What you have to do:
Please print out every line of the material, unchanged.

Segment Start: Dataset records

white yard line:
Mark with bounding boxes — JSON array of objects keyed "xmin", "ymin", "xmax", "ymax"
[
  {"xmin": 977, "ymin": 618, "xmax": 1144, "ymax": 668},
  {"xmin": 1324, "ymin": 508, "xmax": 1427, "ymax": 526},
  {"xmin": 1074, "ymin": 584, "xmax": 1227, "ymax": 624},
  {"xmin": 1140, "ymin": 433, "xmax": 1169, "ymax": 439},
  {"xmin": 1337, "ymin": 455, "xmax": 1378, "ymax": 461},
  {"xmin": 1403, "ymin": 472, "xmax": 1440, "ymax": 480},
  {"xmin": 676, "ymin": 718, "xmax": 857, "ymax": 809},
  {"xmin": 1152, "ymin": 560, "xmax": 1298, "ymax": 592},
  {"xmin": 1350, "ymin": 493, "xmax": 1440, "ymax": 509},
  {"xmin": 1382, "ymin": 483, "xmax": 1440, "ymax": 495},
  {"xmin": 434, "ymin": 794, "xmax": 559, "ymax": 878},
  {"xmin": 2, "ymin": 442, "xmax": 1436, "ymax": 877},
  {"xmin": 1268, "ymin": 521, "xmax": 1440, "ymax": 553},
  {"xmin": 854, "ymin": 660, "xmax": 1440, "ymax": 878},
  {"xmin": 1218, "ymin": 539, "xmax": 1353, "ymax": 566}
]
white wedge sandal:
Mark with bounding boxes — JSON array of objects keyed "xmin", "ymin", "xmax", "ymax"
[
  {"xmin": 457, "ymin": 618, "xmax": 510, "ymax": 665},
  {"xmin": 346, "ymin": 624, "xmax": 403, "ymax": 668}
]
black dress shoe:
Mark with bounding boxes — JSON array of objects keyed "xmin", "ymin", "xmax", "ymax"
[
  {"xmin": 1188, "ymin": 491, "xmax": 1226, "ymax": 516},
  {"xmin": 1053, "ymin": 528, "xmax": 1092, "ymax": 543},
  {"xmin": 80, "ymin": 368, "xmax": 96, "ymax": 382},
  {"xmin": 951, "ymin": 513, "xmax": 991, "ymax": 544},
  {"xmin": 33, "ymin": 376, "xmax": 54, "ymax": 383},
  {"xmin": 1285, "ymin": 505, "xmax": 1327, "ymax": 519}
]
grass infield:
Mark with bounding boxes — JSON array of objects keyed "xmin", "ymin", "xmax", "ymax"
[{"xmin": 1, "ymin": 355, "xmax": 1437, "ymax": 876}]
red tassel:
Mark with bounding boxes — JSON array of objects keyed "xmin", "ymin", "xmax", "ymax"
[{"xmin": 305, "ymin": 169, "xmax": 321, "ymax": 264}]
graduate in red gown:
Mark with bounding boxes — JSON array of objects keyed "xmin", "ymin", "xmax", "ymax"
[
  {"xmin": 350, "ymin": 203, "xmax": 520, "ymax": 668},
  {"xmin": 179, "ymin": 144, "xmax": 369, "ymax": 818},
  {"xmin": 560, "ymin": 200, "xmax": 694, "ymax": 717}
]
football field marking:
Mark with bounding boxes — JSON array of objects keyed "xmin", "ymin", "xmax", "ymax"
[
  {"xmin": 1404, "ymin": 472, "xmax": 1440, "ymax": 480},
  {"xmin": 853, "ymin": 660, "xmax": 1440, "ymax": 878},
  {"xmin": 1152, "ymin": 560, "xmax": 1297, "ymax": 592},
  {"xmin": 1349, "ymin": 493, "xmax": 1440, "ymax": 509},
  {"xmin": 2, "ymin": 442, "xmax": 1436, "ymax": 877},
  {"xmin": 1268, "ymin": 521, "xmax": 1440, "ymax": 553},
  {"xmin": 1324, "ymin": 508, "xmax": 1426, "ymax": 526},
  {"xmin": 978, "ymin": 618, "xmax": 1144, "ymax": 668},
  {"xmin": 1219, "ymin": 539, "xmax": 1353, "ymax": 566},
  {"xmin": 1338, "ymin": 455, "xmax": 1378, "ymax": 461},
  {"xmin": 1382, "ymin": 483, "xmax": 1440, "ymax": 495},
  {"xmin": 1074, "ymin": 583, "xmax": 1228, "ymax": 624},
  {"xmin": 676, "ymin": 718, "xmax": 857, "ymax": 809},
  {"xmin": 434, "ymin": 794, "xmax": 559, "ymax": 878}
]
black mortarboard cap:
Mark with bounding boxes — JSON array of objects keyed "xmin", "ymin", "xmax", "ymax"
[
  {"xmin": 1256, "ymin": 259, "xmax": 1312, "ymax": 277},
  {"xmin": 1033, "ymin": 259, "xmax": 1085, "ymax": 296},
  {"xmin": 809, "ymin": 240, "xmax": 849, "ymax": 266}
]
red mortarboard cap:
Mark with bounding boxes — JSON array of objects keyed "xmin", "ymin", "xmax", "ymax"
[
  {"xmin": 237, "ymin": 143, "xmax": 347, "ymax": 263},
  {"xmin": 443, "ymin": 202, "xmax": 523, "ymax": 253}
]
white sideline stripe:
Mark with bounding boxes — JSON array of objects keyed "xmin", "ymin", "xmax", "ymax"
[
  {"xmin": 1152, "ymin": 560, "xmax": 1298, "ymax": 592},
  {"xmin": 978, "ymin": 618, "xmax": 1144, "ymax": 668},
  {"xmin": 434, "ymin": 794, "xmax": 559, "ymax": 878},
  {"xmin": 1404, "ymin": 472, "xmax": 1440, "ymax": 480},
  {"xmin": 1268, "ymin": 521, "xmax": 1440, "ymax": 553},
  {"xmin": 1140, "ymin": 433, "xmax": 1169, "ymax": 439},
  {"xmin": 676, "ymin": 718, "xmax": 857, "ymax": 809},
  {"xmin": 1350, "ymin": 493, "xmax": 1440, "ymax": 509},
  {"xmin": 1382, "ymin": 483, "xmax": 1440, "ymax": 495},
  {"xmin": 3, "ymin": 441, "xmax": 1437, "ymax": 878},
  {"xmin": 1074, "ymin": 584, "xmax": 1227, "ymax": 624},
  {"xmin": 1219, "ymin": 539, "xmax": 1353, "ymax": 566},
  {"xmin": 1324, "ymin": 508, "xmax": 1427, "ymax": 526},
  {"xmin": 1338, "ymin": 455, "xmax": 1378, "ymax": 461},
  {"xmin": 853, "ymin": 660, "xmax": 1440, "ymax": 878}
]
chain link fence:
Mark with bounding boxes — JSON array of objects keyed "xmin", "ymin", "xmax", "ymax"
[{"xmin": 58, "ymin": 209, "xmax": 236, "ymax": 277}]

Segment End: Dataset records

Output of the task:
white yard line:
Mark with bounding boxes — JSON array of objects keyed "xmin", "ymin", "xmax", "ymax"
[
  {"xmin": 977, "ymin": 618, "xmax": 1144, "ymax": 668},
  {"xmin": 1324, "ymin": 508, "xmax": 1427, "ymax": 526},
  {"xmin": 1074, "ymin": 584, "xmax": 1227, "ymax": 624},
  {"xmin": 1140, "ymin": 433, "xmax": 1169, "ymax": 439},
  {"xmin": 1337, "ymin": 455, "xmax": 1378, "ymax": 461},
  {"xmin": 1403, "ymin": 472, "xmax": 1440, "ymax": 480},
  {"xmin": 676, "ymin": 718, "xmax": 857, "ymax": 809},
  {"xmin": 1152, "ymin": 560, "xmax": 1298, "ymax": 592},
  {"xmin": 1350, "ymin": 493, "xmax": 1440, "ymax": 509},
  {"xmin": 1382, "ymin": 483, "xmax": 1440, "ymax": 495},
  {"xmin": 434, "ymin": 794, "xmax": 559, "ymax": 878},
  {"xmin": 2, "ymin": 442, "xmax": 1436, "ymax": 877},
  {"xmin": 1268, "ymin": 521, "xmax": 1440, "ymax": 553},
  {"xmin": 854, "ymin": 660, "xmax": 1440, "ymax": 878},
  {"xmin": 1218, "ymin": 539, "xmax": 1353, "ymax": 566}
]
white wedge sandal:
Mark with bounding boxes — JSON array of objects keyed "xmin", "ymin", "xmax", "ymax"
[
  {"xmin": 457, "ymin": 618, "xmax": 510, "ymax": 665},
  {"xmin": 346, "ymin": 624, "xmax": 403, "ymax": 668}
]
black dress shoe:
Mark with bounding boxes — JSON array of objects keyed "xmin", "ymin", "xmax", "ymax"
[
  {"xmin": 1188, "ymin": 491, "xmax": 1226, "ymax": 516},
  {"xmin": 1053, "ymin": 528, "xmax": 1092, "ymax": 543},
  {"xmin": 80, "ymin": 368, "xmax": 96, "ymax": 382},
  {"xmin": 951, "ymin": 513, "xmax": 991, "ymax": 544},
  {"xmin": 33, "ymin": 376, "xmax": 54, "ymax": 383},
  {"xmin": 1285, "ymin": 505, "xmax": 1327, "ymax": 519}
]
grass infield:
Mark with bounding boxes — JSON array of objects keyed "xmin", "ymin", "xmax", "ymax"
[{"xmin": 1, "ymin": 355, "xmax": 1437, "ymax": 876}]
red tassel:
Mark with bounding boxes — JSON array of objects keyed "xmin", "ymin", "xmax", "ymax"
[{"xmin": 305, "ymin": 169, "xmax": 321, "ymax": 264}]
graduate in red gown:
Mark with bounding boxes — JSON array of objects keyed "xmin", "ymin", "xmax", "ymax"
[
  {"xmin": 350, "ymin": 203, "xmax": 520, "ymax": 668},
  {"xmin": 179, "ymin": 144, "xmax": 369, "ymax": 818},
  {"xmin": 560, "ymin": 200, "xmax": 694, "ymax": 717}
]
football field marking:
Mark with bounding boxes — JSON array of objects keyed "xmin", "ymin", "xmax", "ymax"
[
  {"xmin": 1404, "ymin": 472, "xmax": 1440, "ymax": 480},
  {"xmin": 853, "ymin": 660, "xmax": 1440, "ymax": 878},
  {"xmin": 1152, "ymin": 560, "xmax": 1297, "ymax": 592},
  {"xmin": 1349, "ymin": 493, "xmax": 1440, "ymax": 509},
  {"xmin": 2, "ymin": 442, "xmax": 1436, "ymax": 877},
  {"xmin": 1268, "ymin": 521, "xmax": 1440, "ymax": 553},
  {"xmin": 1324, "ymin": 508, "xmax": 1426, "ymax": 526},
  {"xmin": 978, "ymin": 618, "xmax": 1144, "ymax": 668},
  {"xmin": 1219, "ymin": 539, "xmax": 1353, "ymax": 566},
  {"xmin": 1338, "ymin": 455, "xmax": 1378, "ymax": 461},
  {"xmin": 1382, "ymin": 483, "xmax": 1440, "ymax": 495},
  {"xmin": 1074, "ymin": 583, "xmax": 1228, "ymax": 624},
  {"xmin": 676, "ymin": 718, "xmax": 857, "ymax": 809},
  {"xmin": 434, "ymin": 794, "xmax": 559, "ymax": 878}
]
black mortarboard cap:
Mark with bounding boxes — JSON array of objects keyed "xmin", "ymin", "xmax", "ymax"
[
  {"xmin": 1256, "ymin": 259, "xmax": 1312, "ymax": 277},
  {"xmin": 1033, "ymin": 259, "xmax": 1085, "ymax": 296},
  {"xmin": 809, "ymin": 240, "xmax": 849, "ymax": 266}
]
red mortarboard cap:
Mark with bounding boxes — JSON array of objects keyed "xmin", "ymin", "xmax", "ymax"
[
  {"xmin": 237, "ymin": 143, "xmax": 347, "ymax": 263},
  {"xmin": 443, "ymin": 202, "xmax": 523, "ymax": 253}
]
white sideline stripe:
Mark with bounding boxes — JSON array of objects keyed "xmin", "ymin", "xmax", "ymax"
[
  {"xmin": 1152, "ymin": 560, "xmax": 1298, "ymax": 592},
  {"xmin": 978, "ymin": 618, "xmax": 1144, "ymax": 668},
  {"xmin": 434, "ymin": 794, "xmax": 559, "ymax": 878},
  {"xmin": 1404, "ymin": 472, "xmax": 1440, "ymax": 480},
  {"xmin": 1268, "ymin": 521, "xmax": 1440, "ymax": 553},
  {"xmin": 1140, "ymin": 433, "xmax": 1169, "ymax": 439},
  {"xmin": 676, "ymin": 718, "xmax": 857, "ymax": 809},
  {"xmin": 1350, "ymin": 493, "xmax": 1440, "ymax": 509},
  {"xmin": 1382, "ymin": 483, "xmax": 1440, "ymax": 495},
  {"xmin": 3, "ymin": 441, "xmax": 1437, "ymax": 878},
  {"xmin": 1074, "ymin": 584, "xmax": 1227, "ymax": 624},
  {"xmin": 1219, "ymin": 539, "xmax": 1353, "ymax": 566},
  {"xmin": 1324, "ymin": 508, "xmax": 1427, "ymax": 526},
  {"xmin": 1338, "ymin": 455, "xmax": 1378, "ymax": 461},
  {"xmin": 853, "ymin": 660, "xmax": 1440, "ymax": 878}
]
chain link fence:
Mark with bounding boxes — JSON array of objects keyed "xmin", "ymin", "xmax", "ymax"
[{"xmin": 58, "ymin": 209, "xmax": 236, "ymax": 277}]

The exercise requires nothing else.